_EXERCISE REQUIREMENTS_
Under this line are the records; write out word for word the part that begins at the line containing "target: tree branch" and ends at the line containing "wanted | a marker on every instance of the green leaves", and no more.

[Natural language region descriptions]
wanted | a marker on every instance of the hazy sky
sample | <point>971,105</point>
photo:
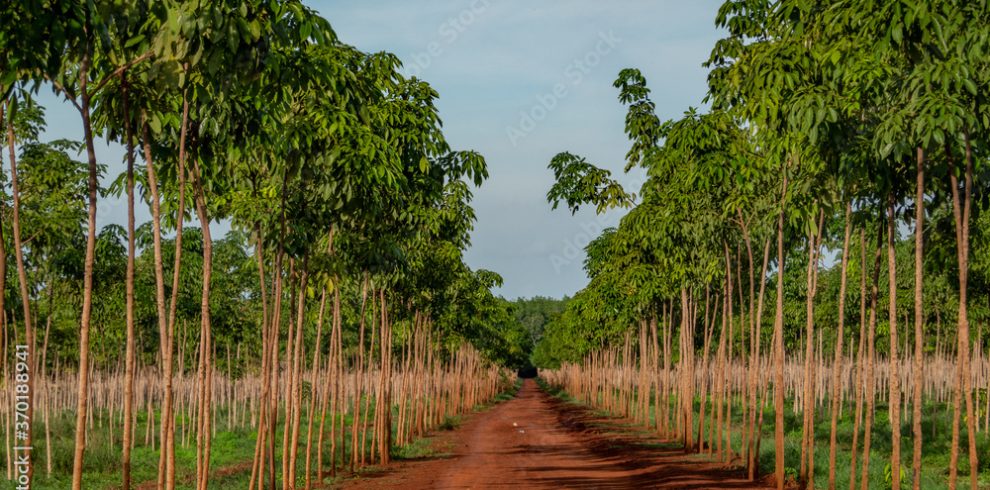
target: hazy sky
<point>519,81</point>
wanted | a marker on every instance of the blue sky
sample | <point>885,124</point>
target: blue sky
<point>519,81</point>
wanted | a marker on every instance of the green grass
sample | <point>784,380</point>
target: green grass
<point>231,450</point>
<point>936,440</point>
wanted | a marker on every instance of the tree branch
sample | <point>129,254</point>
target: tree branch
<point>119,71</point>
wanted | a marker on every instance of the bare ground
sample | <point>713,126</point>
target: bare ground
<point>538,441</point>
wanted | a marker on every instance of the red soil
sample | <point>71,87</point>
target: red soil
<point>537,441</point>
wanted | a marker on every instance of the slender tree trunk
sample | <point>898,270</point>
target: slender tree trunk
<point>129,299</point>
<point>778,347</point>
<point>203,453</point>
<point>87,307</point>
<point>858,378</point>
<point>871,358</point>
<point>839,337</point>
<point>919,319</point>
<point>894,400</point>
<point>962,392</point>
<point>22,282</point>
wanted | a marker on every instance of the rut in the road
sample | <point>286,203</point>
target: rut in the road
<point>537,441</point>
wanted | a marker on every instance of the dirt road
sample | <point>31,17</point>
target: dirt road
<point>537,441</point>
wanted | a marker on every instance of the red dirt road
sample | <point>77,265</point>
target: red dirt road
<point>537,441</point>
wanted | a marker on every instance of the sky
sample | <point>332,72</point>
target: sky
<point>519,82</point>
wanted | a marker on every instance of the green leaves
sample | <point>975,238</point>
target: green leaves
<point>579,182</point>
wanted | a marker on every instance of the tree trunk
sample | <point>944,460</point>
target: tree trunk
<point>839,337</point>
<point>87,308</point>
<point>871,358</point>
<point>894,400</point>
<point>129,299</point>
<point>778,347</point>
<point>22,282</point>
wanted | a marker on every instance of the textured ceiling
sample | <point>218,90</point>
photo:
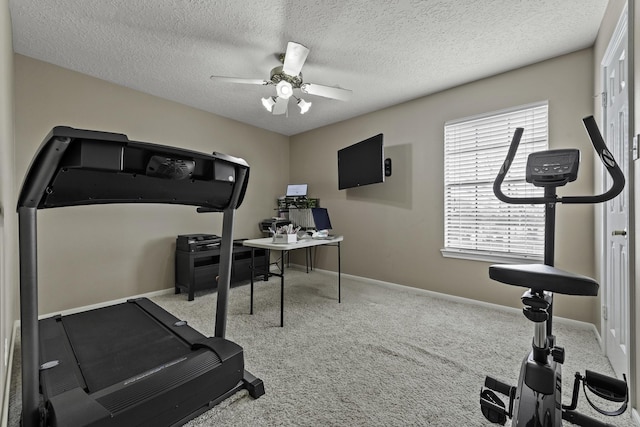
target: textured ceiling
<point>386,52</point>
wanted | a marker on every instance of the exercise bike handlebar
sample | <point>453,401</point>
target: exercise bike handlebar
<point>604,155</point>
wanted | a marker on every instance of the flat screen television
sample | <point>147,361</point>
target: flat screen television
<point>361,163</point>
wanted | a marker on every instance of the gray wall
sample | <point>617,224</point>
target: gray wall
<point>8,269</point>
<point>394,230</point>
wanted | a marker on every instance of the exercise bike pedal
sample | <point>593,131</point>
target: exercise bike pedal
<point>603,386</point>
<point>493,408</point>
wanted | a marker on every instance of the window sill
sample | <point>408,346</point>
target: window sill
<point>493,257</point>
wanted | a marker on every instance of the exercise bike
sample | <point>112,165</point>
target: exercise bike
<point>537,399</point>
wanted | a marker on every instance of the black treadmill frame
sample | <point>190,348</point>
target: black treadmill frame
<point>80,167</point>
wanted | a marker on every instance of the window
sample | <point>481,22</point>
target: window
<point>476,224</point>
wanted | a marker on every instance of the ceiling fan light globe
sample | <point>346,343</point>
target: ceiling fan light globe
<point>268,103</point>
<point>284,89</point>
<point>304,105</point>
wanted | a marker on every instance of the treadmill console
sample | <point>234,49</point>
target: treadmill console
<point>553,168</point>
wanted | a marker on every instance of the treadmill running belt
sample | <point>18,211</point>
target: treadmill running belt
<point>118,342</point>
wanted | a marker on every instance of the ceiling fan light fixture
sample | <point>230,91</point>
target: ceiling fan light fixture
<point>304,105</point>
<point>284,89</point>
<point>268,103</point>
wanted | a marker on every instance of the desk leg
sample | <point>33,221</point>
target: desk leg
<point>282,289</point>
<point>251,271</point>
<point>339,272</point>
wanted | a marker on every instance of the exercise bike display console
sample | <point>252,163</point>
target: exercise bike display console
<point>537,399</point>
<point>553,167</point>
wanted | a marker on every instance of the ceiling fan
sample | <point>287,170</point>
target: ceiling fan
<point>288,77</point>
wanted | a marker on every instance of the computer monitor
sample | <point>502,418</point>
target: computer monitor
<point>321,219</point>
<point>296,190</point>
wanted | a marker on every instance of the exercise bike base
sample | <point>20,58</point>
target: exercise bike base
<point>583,420</point>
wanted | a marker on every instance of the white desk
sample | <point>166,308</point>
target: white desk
<point>267,243</point>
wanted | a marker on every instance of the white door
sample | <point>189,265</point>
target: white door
<point>615,290</point>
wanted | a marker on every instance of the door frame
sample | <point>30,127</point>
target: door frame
<point>627,13</point>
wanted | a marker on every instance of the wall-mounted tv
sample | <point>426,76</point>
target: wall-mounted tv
<point>361,163</point>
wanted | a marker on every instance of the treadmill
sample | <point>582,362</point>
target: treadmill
<point>133,363</point>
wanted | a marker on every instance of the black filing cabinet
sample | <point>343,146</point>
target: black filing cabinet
<point>197,269</point>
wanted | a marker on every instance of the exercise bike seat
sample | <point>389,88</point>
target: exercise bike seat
<point>541,277</point>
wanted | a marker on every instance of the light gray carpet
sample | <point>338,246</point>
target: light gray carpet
<point>384,356</point>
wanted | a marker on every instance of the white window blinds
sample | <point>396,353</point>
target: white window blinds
<point>476,222</point>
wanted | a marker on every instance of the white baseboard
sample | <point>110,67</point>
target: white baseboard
<point>106,303</point>
<point>454,298</point>
<point>7,385</point>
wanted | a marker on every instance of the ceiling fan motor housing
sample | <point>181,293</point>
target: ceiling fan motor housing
<point>277,75</point>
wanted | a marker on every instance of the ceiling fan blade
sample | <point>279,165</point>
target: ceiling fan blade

_REPLY_
target: tree branch
<point>119,71</point>
wanted | a marker on every instance of the bare ground
sample | <point>713,126</point>
target: bare ground
<point>538,441</point>
wanted | a marker on every instance of the red soil
sample | <point>71,87</point>
target: red soil
<point>537,441</point>
wanted | a marker on every instance of the slender tree trunk
sample | <point>898,270</point>
target: slender tree trunk
<point>129,299</point>
<point>778,347</point>
<point>203,453</point>
<point>87,307</point>
<point>858,378</point>
<point>871,358</point>
<point>839,337</point>
<point>919,319</point>
<point>894,400</point>
<point>962,392</point>
<point>22,282</point>
wanted | a marker on every instance of the rut in the road
sample | <point>286,203</point>
target: rut in the road
<point>537,441</point>
wanted | a marker on every instance of the dirt road
sample | <point>31,17</point>
target: dirt road
<point>537,441</point>
wanted | a marker on every instance of the red dirt road
sample | <point>77,265</point>
target: red dirt road
<point>537,441</point>
wanted | a marker on every instance of the sky
sample | <point>332,72</point>
target: sky
<point>519,82</point>
wanted | a marker on every instance of the green leaves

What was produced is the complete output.